§ TASK DESCRIPTION:
Every entry should be copied exactly, with nothing added or dropped.
(MATERIAL PROVIDED begins)
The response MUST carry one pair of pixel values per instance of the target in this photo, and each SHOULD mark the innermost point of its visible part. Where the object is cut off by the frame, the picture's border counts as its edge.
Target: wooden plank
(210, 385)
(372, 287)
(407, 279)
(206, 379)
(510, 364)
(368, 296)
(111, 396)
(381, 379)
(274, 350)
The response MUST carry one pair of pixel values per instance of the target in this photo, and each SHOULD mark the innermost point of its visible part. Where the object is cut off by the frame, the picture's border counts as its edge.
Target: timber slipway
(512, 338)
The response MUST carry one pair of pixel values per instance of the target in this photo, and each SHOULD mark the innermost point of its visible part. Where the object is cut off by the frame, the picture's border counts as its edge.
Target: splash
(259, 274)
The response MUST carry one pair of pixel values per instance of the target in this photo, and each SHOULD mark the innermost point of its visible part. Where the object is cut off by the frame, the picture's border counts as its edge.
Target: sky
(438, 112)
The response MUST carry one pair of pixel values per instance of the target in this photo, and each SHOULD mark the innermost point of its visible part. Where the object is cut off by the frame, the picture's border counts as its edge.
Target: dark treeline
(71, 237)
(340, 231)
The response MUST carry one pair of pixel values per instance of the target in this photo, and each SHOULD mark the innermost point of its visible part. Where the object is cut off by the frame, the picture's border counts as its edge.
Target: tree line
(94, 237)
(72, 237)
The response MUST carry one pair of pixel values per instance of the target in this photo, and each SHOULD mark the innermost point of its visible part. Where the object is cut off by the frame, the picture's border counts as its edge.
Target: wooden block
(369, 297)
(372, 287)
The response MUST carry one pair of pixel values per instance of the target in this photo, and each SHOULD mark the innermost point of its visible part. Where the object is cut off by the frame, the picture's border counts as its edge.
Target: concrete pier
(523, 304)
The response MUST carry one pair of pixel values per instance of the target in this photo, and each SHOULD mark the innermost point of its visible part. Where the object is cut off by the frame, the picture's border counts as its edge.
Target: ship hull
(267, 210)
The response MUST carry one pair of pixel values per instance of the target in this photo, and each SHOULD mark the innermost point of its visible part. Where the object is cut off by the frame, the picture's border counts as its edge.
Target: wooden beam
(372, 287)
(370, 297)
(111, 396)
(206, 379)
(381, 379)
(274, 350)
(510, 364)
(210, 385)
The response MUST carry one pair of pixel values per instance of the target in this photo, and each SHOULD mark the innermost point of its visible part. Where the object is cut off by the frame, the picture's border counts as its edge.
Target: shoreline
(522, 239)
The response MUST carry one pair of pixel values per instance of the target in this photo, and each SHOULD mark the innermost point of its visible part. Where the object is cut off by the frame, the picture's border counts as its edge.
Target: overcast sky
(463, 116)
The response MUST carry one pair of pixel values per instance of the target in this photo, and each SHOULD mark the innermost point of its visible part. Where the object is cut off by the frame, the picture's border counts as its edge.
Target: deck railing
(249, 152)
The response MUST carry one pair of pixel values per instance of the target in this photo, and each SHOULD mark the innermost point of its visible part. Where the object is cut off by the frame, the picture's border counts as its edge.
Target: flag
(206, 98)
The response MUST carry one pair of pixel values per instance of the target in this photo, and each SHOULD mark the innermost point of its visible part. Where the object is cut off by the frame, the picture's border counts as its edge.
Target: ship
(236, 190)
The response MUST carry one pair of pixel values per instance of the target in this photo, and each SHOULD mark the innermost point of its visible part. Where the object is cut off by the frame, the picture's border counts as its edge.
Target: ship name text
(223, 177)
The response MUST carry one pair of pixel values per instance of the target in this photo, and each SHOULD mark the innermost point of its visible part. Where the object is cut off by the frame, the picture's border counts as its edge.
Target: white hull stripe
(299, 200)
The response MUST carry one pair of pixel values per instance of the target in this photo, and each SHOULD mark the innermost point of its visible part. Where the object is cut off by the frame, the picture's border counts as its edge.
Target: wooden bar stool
(MATERIAL PROVIDED ends)
§ OUTPUT FOR THIS EXERCISE:
The response MUST carry one pair of pixel values per instance of the target in this photo, and each SHOULD mark the innermost point of its visible part. Where the object is cut off by the frame, the picture's border counts as its edge.
Target: wooden plank
(210, 385)
(372, 287)
(407, 279)
(206, 379)
(510, 364)
(368, 296)
(111, 396)
(381, 379)
(274, 350)
The response MUST carry one pair of pixel values per instance of the target in this photo, and each SHOULD mark the innermost point of its visible part. Where the object is cut off by the frame, the picture's border counts as its edge.
Target: timber slipway
(512, 338)
The response MUST carry one pair of pixel values per instance of the target in this photo, and each SHOULD mark the innermost point of its visible part. Where the object is cut off by the frame, the picture's border counts as its edge.
Target: splash
(259, 274)
The response MUST carry one pair of pixel values per instance of the target in this photo, and each SHOULD mark the innermost point of its visible part. Where the object is cut off by the frame, the picture's border counts as its edge.
Target: sky
(438, 112)
The response MUST carry one pair of pixel values per instance of the target in this photo, and each SHOULD mark the innermost point of its visible part. Where the object is cut off by the frame, the picture's border counts as its edge.
Target: dark treeline
(71, 237)
(340, 231)
The response MUST carry one pair of pixel values per instance of the target in this photo, and each SHOULD mark the innermost point of its visible part. Where the object is cut off by the frame, the picture's border counts as its edge.
Target: tree line
(94, 237)
(72, 237)
The response MUST carry one pair of pixel values per instance of the target in this photo, and each SHOULD mark the innermost point of its visible part. Where the object is cut off by the frame, the picture's border counts as its edge.
Target: wooden block
(369, 297)
(372, 287)
The response MUST carry one pair of pixel values per instance of the target in this photo, and each SHOULD mark the innermost point of its visible part. Where the object is cut off by the frame, the picture's border counts as its edge.
Target: concrete pier
(523, 304)
The response MUST carry one pair of pixel values per instance of the target in this photo, and each SHOULD mark the innermost point of its visible part. Where the object is cut off by the frame, the picture's border counts as its edge.
Target: ship hull
(267, 210)
The response MUST carry one pair of pixel values per instance of the target in this photo, and each SHOULD mark the innermost point of its visible part. Where the object is cut off by the frame, the picture's border counts as its edge.
Target: wooden beam
(372, 287)
(370, 297)
(111, 396)
(206, 379)
(381, 379)
(274, 350)
(510, 364)
(210, 385)
The response MUST carry one pair of pixel values per instance of the target in this photo, and each SHOULD mark the innermost point of its visible part. Where the object is cut off by the frame, the picture's border counts as its edge.
Target: shoreline
(522, 239)
The response MUST carry one pair of pixel values per instance of the target in this photo, and each SHOULD mark the innermost point of its visible part. Where the object is cut off by the frame, the picture's border counts as its edge.
Target: overcast sky
(463, 116)
The response MUST carry one pair of pixel values per instance of the target in this photo, and each SHOULD mark the innermost point of its visible part. Where the object is cut off by the frame, the picture's border counts as its edge.
Target: deck railing
(249, 152)
The response MUST carry one pair of pixel values per instance of the target in this photo, and each SHOULD mark the innermost point of its visible part. Where the object is cut off by the frame, the picture's border counts as its edge.
Target: flag
(206, 98)
The response MUST carry one pair of pixel values per instance of the target in this photo, and each SHOULD mark the innermost point of its visible part. Where the object is cut off by the frame, the picture's border counts as its edge.
Target: ship
(236, 190)
The response MUST carry one pair of pixel values per instance of the target in this photo, and each SHOULD mark the innermost point of its visible part. Where the object is cut off by the frame, the picture's border counts as its edge.
Target: ship name text
(223, 177)
The response MUST carry one pair of pixel values per instance of the target in this photo, and each SHOULD mark the innermost point of its visible part. Where the object is cut off by the frame, the picture's border counts as its edge.
Target: white hull stripe
(299, 200)
The response MUST carry one pair of pixel values per instance of the target in this photo, and each SHOULD mark the innermost point of its visible part. Where the object is cut off by the frame, the picture's border counts as its edge.
Target: wooden bar stool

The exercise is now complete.